▸ **INSTRUCTIONS TO FOLLOW**:
Word for word, copy each record that comes after this.
^^^^^^^^
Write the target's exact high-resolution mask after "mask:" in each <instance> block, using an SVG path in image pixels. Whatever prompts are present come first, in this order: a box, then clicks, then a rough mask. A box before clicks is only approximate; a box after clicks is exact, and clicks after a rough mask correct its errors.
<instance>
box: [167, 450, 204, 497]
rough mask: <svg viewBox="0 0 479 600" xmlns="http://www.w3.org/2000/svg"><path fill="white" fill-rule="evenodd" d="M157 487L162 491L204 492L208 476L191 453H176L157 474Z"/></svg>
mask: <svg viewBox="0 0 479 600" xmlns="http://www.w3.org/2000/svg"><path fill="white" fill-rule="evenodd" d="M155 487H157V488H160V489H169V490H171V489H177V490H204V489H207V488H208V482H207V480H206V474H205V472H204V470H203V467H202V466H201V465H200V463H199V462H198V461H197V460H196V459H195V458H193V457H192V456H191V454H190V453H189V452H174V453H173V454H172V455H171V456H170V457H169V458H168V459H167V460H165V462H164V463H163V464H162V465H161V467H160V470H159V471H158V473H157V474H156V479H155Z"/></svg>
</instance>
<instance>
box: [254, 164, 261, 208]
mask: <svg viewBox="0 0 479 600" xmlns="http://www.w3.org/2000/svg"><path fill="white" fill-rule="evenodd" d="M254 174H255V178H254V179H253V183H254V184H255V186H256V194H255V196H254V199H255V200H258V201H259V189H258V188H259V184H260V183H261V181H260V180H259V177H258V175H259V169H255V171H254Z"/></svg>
^^^^^^^^
▸ **YOUR RESPONSE**:
Write the target's exact high-resolution mask after "mask:" in each <instance> block, using an SVG path in image pixels. Whatever prompts are present come first, in this order: a box, then clicks, then a rough mask. A box before clicks is only approximate; a box after clicks is exact, and clicks after a rough mask correct its errors.
<instance>
box: [167, 450, 204, 497]
rough mask: <svg viewBox="0 0 479 600" xmlns="http://www.w3.org/2000/svg"><path fill="white" fill-rule="evenodd" d="M157 487L162 491L204 492L208 476L191 453H176L157 474Z"/></svg>
mask: <svg viewBox="0 0 479 600" xmlns="http://www.w3.org/2000/svg"><path fill="white" fill-rule="evenodd" d="M155 487H157V488H160V489H169V490H171V489H177V490H204V489H207V488H208V482H207V480H206V474H205V472H204V470H203V467H202V466H201V465H200V463H199V462H198V461H197V460H196V459H195V458H193V457H192V456H191V454H190V453H189V452H174V453H173V454H172V455H171V456H170V457H169V458H168V459H167V460H165V462H164V463H163V464H162V465H161V467H160V470H159V471H158V473H157V474H156V479H155Z"/></svg>
</instance>
<instance>
box: [254, 164, 261, 208]
mask: <svg viewBox="0 0 479 600" xmlns="http://www.w3.org/2000/svg"><path fill="white" fill-rule="evenodd" d="M254 174H255V178H254V179H253V183H254V184H255V186H256V194H255V196H254V199H255V200H258V201H259V189H258V188H259V184H260V183H261V181H260V180H259V177H258V175H259V169H255V171H254Z"/></svg>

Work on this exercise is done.